- _Text provided_
Classical Mythology: The Limits of Craftsmanship
The Limits of Craftsmanship
Daedalus, the most renowned inventor of ancient Greece, also suffered from deadly jealousy. An ingenious artist and artisan, Daedalus was credited with inventing the wedge, the axe, the level, and sails, among other items. After learning smithcraft from the goddess Athena, he forged the sword of Peleus, which Achilles later wielded in battle. A masterful sculptor, Daedalus once carved a monument to Heracles so realistic that Heracles himself attacked it with a stone, thinking it was one of his enemies.
Yet his skill and his fame didn't stop Daedalus from envying the skills of others. And perhaps his greatest invention would lead only to tragedy.
Towering Ambition
Daedalus gained his greatest fame in the service of King Minos of Crete, but he was an Athenian by birth. Indeed, most storytellers claim that he was a direct descendent of Erechtheus, the fabled king of Athens (son of Pandion and father of Procris).
While still living in Athens, Daedalus took as an apprentice his nephew, Talos, the son of his sister. Just 12 years old, the boy showed great promise as an artisan—too great, as it turned out. Inspired by seeing the jagged spine of a fish, Talos invented the saw (though Daedalus claimed this invention as his own). The boy also invented the potter's wheel and the drafter's compass (the kind used to draw circles).

- _Requirement_
In the text about Daedalus, what did Talos's invention of the saw take its inspiration from?

- _Data shown_
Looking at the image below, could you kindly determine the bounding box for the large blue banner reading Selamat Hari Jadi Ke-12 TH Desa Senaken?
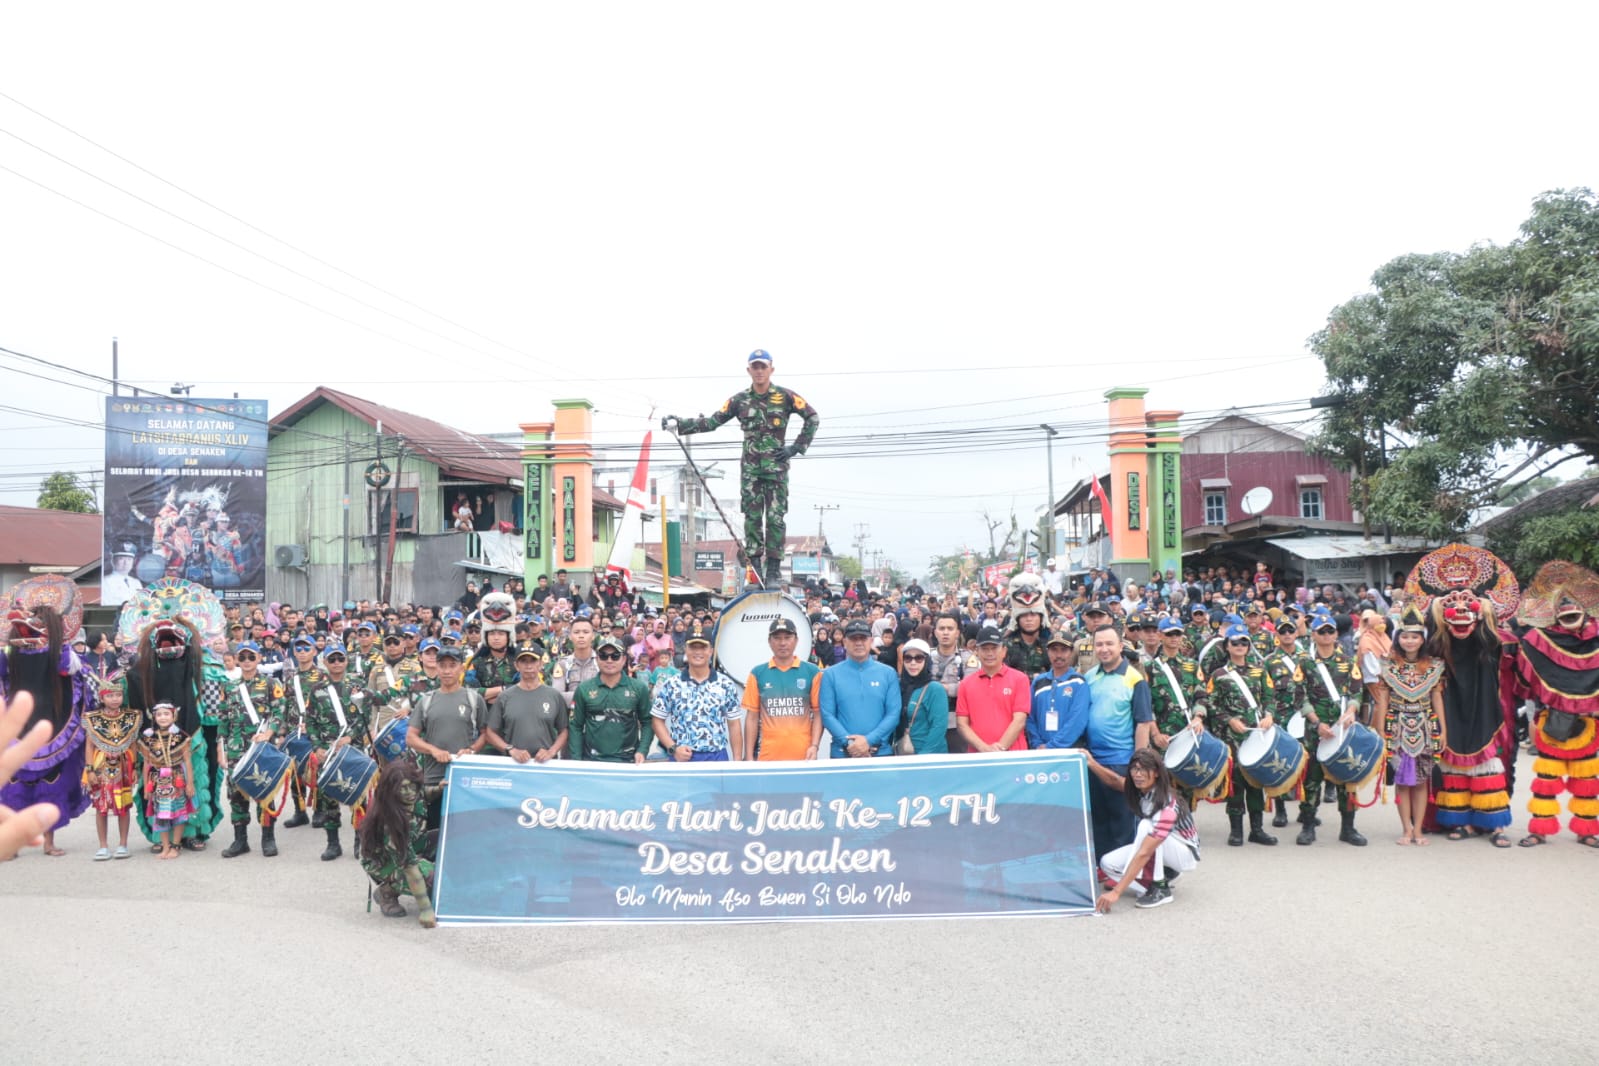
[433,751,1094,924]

---

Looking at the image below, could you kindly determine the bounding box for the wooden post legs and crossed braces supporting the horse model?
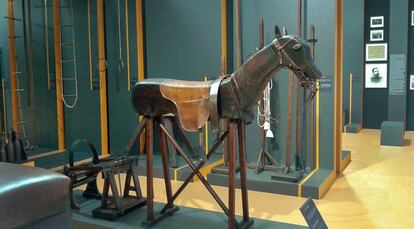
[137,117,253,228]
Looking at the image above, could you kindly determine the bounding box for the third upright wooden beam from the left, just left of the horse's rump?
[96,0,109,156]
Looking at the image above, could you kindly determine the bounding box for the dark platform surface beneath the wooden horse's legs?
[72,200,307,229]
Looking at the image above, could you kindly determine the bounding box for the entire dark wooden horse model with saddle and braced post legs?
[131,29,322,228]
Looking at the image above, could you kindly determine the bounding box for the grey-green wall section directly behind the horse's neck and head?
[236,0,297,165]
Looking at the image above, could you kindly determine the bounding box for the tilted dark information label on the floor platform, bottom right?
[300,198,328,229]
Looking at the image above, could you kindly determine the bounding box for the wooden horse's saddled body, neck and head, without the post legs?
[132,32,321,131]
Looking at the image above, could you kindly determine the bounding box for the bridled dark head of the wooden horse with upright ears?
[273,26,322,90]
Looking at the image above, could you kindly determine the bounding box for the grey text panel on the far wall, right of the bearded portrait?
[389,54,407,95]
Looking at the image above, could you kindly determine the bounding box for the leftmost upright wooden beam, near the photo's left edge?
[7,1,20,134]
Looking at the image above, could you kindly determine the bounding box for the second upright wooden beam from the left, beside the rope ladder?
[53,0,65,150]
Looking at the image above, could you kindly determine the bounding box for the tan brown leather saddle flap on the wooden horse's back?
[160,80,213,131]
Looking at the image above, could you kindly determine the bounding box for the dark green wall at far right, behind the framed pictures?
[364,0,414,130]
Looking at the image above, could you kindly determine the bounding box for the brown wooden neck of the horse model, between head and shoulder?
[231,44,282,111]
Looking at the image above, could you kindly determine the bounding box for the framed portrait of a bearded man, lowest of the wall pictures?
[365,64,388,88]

- _Exercise solution_
The jagged spine of a fish.